## EXCERPT PROVIDED
:::::
Now it appears that reinterpreting the law to lift legal protections for detainees could backfire. On May 13, the Pentagon announced that it was dropping all charges against Mohammed al Qahtani, a Saudi man held in Guantanamo who’s accused of planning to take part in the 9-11 attacks as the "20th hijacker."


The official overseeing the case, Susan J. Crawford, gave no reason for the move, which followed the leak of an interrogation log that detailed harsh attempts at Guantanamo to break Qahtani mentally. Among the methods used were forcing him to act like a dog, putting women’s underwear on his head, keeping him in stress positions and accusing him of homosexuality.


In its decision last week, the Supreme Court restored the right of habeas corpus, that is, the detainees’ right to challenge the cause of their detention.


The five lawyers on the War Council met every few weeks behind closed doors in Gonzales’ or Haynes’ office to plot legal strategy, according to Jack Goldsmith, a former senior Justice Department lawyer.


Several other former U.S. officials confirmed that the group was the driving force for White House policy on detainees.


Fears of future prosecution motivated many officials in the administration, Goldsmith said in his book "The Terror Presidency," published last year. The five lawyers saw legal opinions drafted by Yoo and others in the Justice Department’s Office of Legal Counsel as a shield, Goldsmith wrote, that would make it hard to convict someone of acting on legal advice from the premier legal office in the administration.
:::::
## DATA PROVIDED
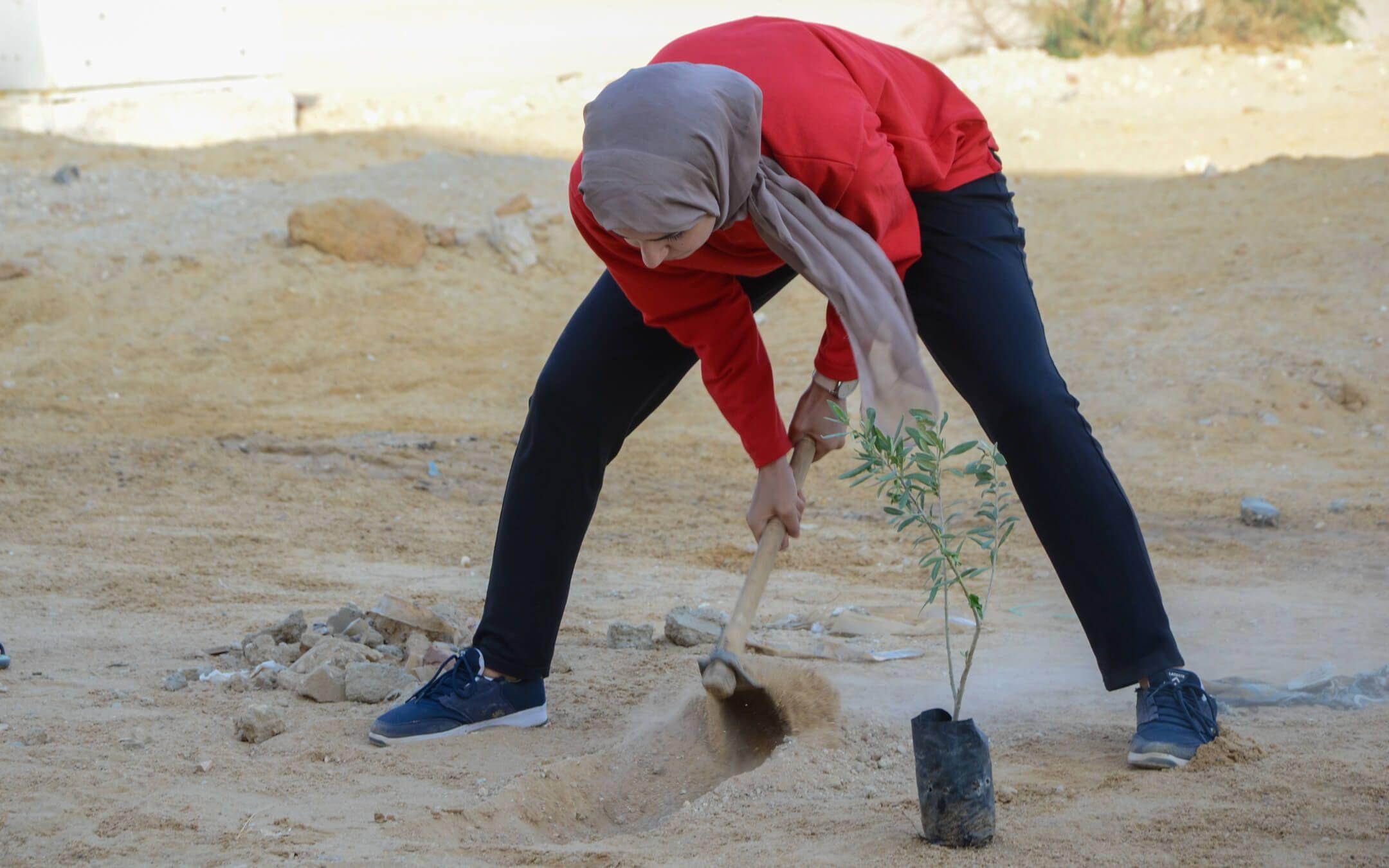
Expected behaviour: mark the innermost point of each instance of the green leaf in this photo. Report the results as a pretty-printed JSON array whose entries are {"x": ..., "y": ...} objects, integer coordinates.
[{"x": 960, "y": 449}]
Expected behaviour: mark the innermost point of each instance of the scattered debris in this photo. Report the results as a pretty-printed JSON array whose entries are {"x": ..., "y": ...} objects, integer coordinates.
:::::
## PROBLEMS AND TASKS
**A)** Translate this sentence from the excerpt on detainee policy into Spanish: "In its decision last week, the Supreme Court restored the right of habeas corpus, that is, the detainees’ right to challenge the cause of their detention."
**B)** Write out the portion of the excerpt on detainee policy between "In its decision" and "of their detention.", inclusive.

## ANSWERS TO THE EXERCISE
**A)** En su decisión de la semana pasada, la Corte Suprema restableció el derecho de hábeas corpus, es decir, el derecho de los detenidos a impugnar la causa de su detención.

**B)**
In its decision last week, the Supreme Court restored the right of habeas corpus, that is, the detainees’ right to challenge the cause of their detention.